** start of PROVIDED DATA **
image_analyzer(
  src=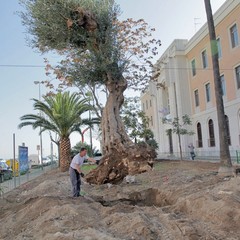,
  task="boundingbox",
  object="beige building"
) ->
[141,0,240,157]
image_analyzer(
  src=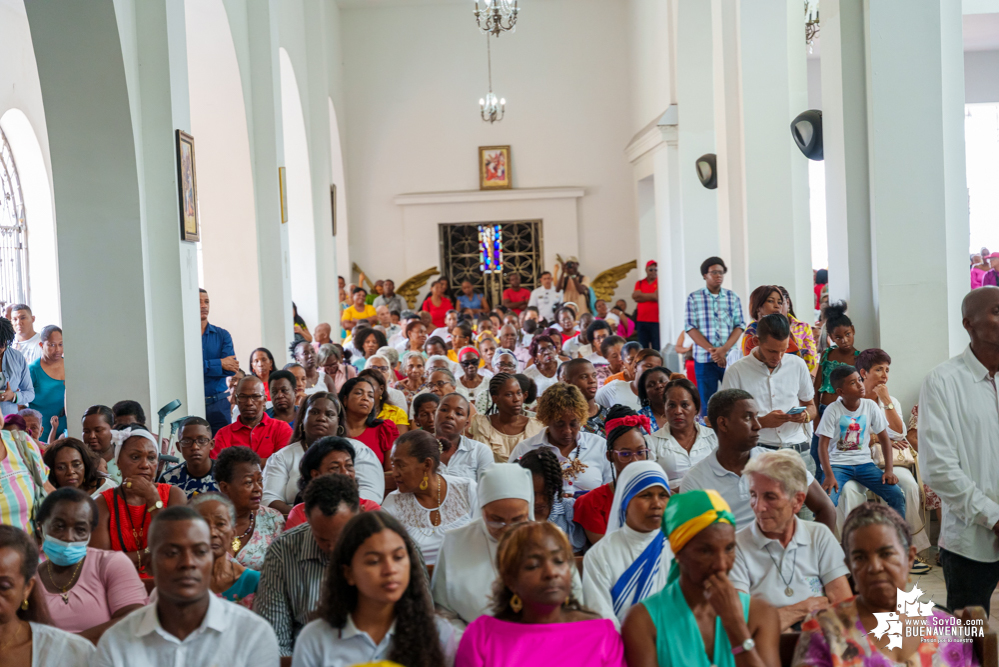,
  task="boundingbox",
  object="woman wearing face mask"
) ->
[191,491,260,609]
[573,405,650,544]
[42,438,118,498]
[90,426,187,579]
[0,525,94,667]
[83,405,121,484]
[291,512,457,667]
[455,522,625,667]
[621,489,780,667]
[35,487,148,644]
[430,463,534,628]
[583,461,673,627]
[260,391,385,516]
[510,382,614,496]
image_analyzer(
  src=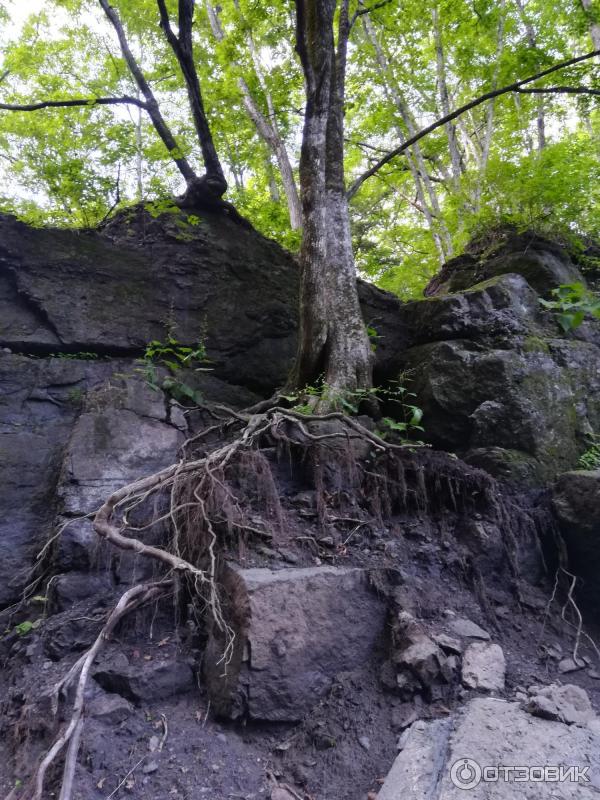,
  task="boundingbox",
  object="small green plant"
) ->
[136,332,208,405]
[283,381,423,440]
[577,433,600,470]
[540,283,600,333]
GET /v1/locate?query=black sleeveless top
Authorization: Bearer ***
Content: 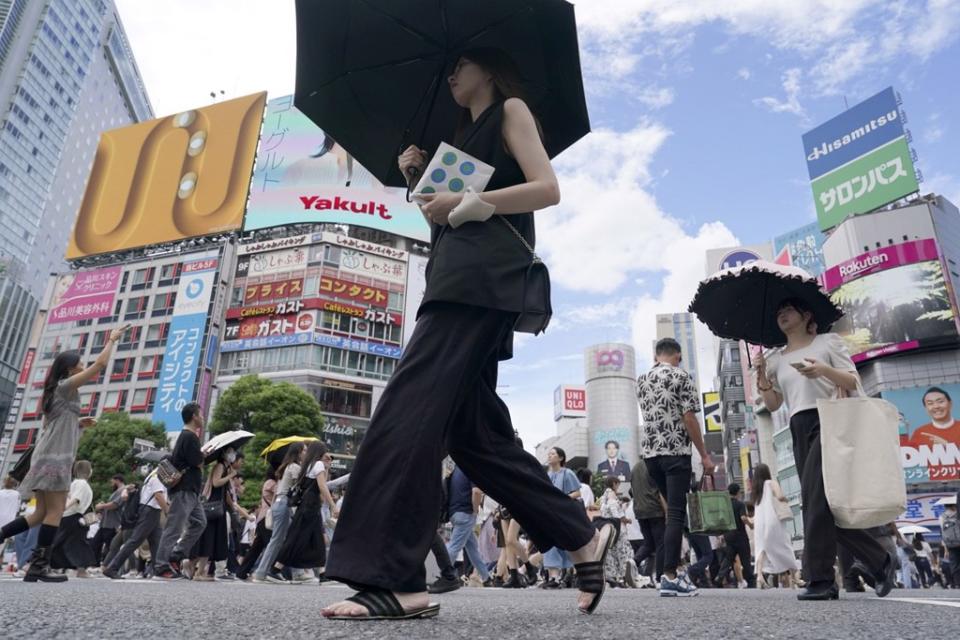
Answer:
[417,102,536,328]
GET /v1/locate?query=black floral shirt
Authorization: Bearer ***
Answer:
[637,363,700,458]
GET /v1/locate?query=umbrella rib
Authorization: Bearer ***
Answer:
[360,0,443,47]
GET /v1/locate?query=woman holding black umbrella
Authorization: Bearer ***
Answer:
[753,298,896,600]
[322,49,613,620]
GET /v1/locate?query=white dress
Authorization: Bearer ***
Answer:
[753,480,798,573]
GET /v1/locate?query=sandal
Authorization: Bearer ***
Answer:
[327,589,440,620]
[573,524,616,614]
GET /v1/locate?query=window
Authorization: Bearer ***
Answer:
[130,387,156,413]
[110,358,133,382]
[13,427,37,453]
[103,389,127,413]
[130,267,156,291]
[137,355,163,380]
[151,293,177,318]
[143,322,170,347]
[123,296,150,320]
[157,262,180,287]
[117,327,143,351]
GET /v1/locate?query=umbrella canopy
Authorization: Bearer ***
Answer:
[260,436,319,467]
[690,260,843,347]
[897,524,931,536]
[201,429,254,464]
[294,0,590,187]
[134,449,170,464]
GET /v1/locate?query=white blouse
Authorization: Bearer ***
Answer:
[767,333,857,418]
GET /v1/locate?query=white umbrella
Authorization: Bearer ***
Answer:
[200,429,254,462]
[899,524,931,536]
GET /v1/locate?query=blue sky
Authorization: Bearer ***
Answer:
[117,0,960,448]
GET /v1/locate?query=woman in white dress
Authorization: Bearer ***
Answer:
[752,464,799,589]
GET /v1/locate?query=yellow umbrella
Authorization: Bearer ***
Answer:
[260,436,319,458]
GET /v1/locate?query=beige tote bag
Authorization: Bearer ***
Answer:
[817,383,907,529]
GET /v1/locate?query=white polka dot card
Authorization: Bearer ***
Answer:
[410,142,494,204]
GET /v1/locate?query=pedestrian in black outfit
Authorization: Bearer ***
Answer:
[720,482,757,589]
[630,458,667,582]
[637,338,713,597]
[323,49,612,619]
[753,299,897,600]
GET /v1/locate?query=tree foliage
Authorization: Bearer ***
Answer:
[210,374,323,509]
[77,412,167,500]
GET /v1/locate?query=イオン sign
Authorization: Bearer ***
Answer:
[66,93,267,260]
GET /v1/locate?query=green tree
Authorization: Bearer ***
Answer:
[210,375,323,509]
[77,412,167,502]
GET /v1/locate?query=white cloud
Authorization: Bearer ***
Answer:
[753,67,807,118]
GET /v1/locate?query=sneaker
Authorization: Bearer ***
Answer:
[660,575,699,598]
[427,576,463,593]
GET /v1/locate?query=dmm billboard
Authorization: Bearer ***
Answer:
[67,93,267,259]
[803,87,919,230]
[243,96,430,242]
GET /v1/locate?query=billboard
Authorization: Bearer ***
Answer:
[702,391,723,433]
[880,383,960,484]
[153,258,218,432]
[244,96,430,242]
[66,93,267,260]
[823,239,958,362]
[803,87,919,230]
[553,384,587,420]
[47,267,123,324]
[773,222,826,277]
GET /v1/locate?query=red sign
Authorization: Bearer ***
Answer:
[243,278,303,304]
[320,276,389,307]
[17,349,37,386]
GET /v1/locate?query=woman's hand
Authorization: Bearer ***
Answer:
[397,145,427,183]
[420,192,463,224]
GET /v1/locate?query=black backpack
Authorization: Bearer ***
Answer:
[120,485,140,531]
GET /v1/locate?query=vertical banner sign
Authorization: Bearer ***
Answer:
[803,87,920,231]
[153,258,218,432]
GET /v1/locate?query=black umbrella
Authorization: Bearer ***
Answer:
[689,260,843,347]
[294,0,590,187]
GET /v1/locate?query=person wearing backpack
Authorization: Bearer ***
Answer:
[103,470,169,580]
[940,502,960,589]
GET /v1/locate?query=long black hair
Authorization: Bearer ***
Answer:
[298,440,327,482]
[40,351,80,413]
[750,464,773,506]
[277,442,306,482]
[454,47,543,144]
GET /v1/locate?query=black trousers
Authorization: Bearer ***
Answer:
[327,303,594,592]
[790,409,889,583]
[90,527,117,565]
[633,518,667,580]
[647,455,693,573]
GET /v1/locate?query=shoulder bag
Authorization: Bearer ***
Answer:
[497,216,553,335]
[817,381,907,529]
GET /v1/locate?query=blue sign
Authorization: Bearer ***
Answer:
[803,87,904,180]
[220,333,401,360]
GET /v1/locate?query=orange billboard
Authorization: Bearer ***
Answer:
[66,92,267,260]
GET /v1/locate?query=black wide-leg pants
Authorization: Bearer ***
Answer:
[326,303,594,593]
[790,409,887,583]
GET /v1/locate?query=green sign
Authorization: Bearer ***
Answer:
[811,137,920,230]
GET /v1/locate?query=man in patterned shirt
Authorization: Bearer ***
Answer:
[637,338,713,597]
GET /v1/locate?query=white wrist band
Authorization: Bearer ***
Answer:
[447,187,497,229]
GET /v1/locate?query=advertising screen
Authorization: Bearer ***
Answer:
[244,96,430,242]
[67,93,267,260]
[823,239,958,362]
[881,384,960,484]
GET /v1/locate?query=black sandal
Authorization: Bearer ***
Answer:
[327,589,440,620]
[573,524,616,614]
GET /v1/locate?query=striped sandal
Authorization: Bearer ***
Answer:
[326,589,440,620]
[573,524,617,615]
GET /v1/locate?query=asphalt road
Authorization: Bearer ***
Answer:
[0,578,960,640]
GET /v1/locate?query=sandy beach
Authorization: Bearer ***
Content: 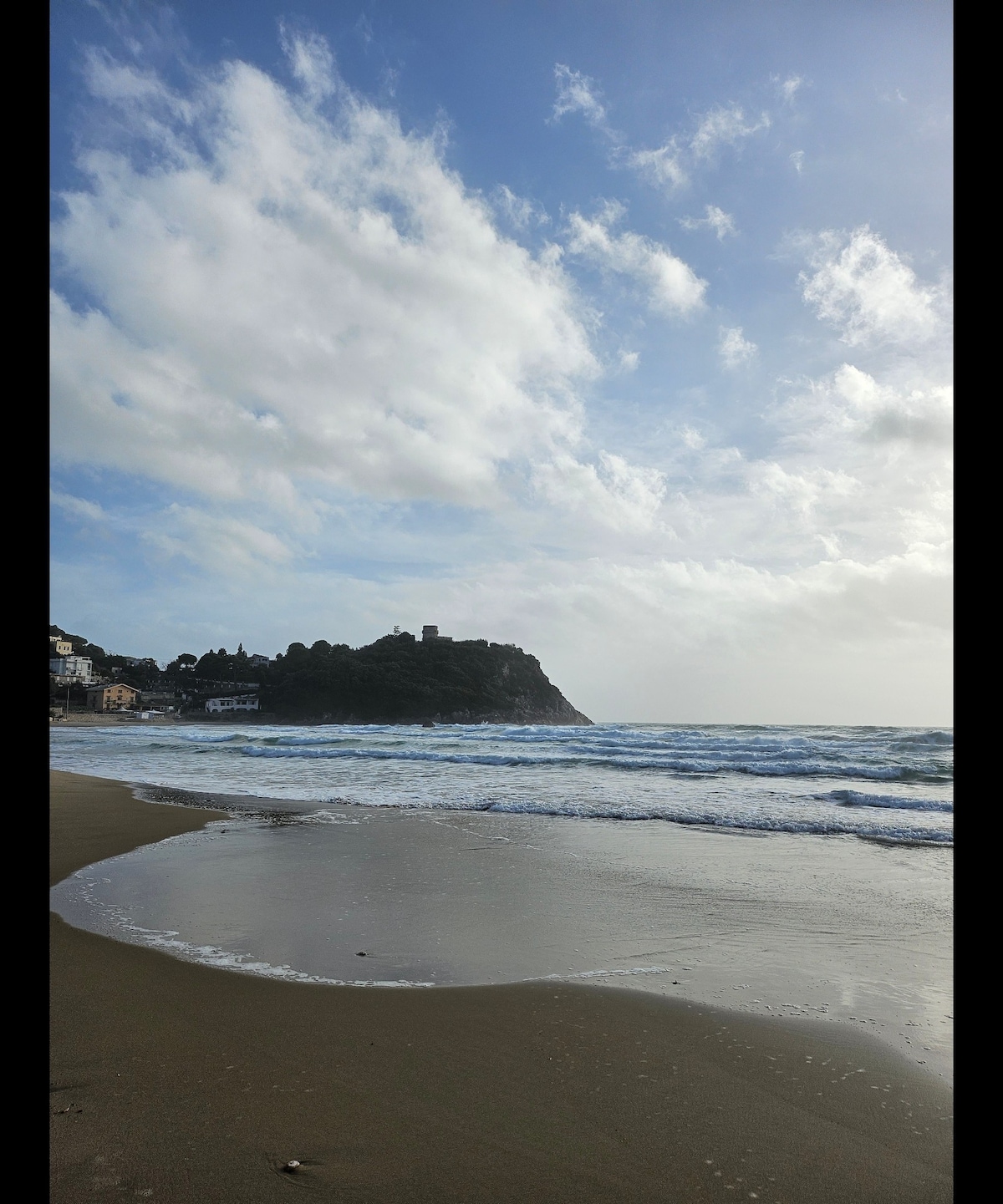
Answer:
[51,772,952,1204]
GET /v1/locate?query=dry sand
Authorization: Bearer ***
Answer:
[51,773,952,1204]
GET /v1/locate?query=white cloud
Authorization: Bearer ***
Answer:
[49,489,109,522]
[533,451,666,531]
[568,204,707,316]
[278,22,339,104]
[491,184,550,230]
[621,140,690,193]
[552,63,606,129]
[774,76,804,104]
[679,205,738,242]
[690,104,770,159]
[718,327,759,368]
[801,225,943,347]
[142,503,294,582]
[52,38,602,512]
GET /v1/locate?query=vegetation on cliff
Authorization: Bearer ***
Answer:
[49,627,591,724]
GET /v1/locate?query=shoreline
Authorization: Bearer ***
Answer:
[51,772,952,1204]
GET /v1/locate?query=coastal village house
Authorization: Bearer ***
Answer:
[87,682,140,710]
[206,694,257,715]
[48,656,95,685]
[421,622,453,644]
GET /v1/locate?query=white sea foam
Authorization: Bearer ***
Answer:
[52,723,954,846]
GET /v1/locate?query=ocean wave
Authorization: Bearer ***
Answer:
[476,800,954,846]
[812,790,954,814]
[238,744,950,783]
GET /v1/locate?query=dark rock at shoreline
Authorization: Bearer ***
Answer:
[262,632,591,726]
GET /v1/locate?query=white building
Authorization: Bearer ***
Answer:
[206,694,257,715]
[48,656,96,685]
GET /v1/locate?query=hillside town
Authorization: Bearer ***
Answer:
[49,626,272,723]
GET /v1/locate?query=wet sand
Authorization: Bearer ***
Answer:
[51,773,952,1204]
** end of PROVIDED DATA **
**TO DO**. Reproduce the part of the lines that opens with the line containing "GET /v1/locate?query=black sleeveless top" and closes with the line containing "[360,0,443,47]", both included, and leave the pictures out of your answer.

**TASK RESPONSE**.
GET /v1/locate?query=black sleeveless top
Authorization: Bearer ***
Content: 
Answer:
[417,102,536,328]
GET /v1/locate?query=black floral shirt
Authorization: Bearer ***
Answer:
[637,363,700,458]
GET /v1/locate?query=umbrella rib
Authorization: Bearer ***
Answer:
[360,0,443,47]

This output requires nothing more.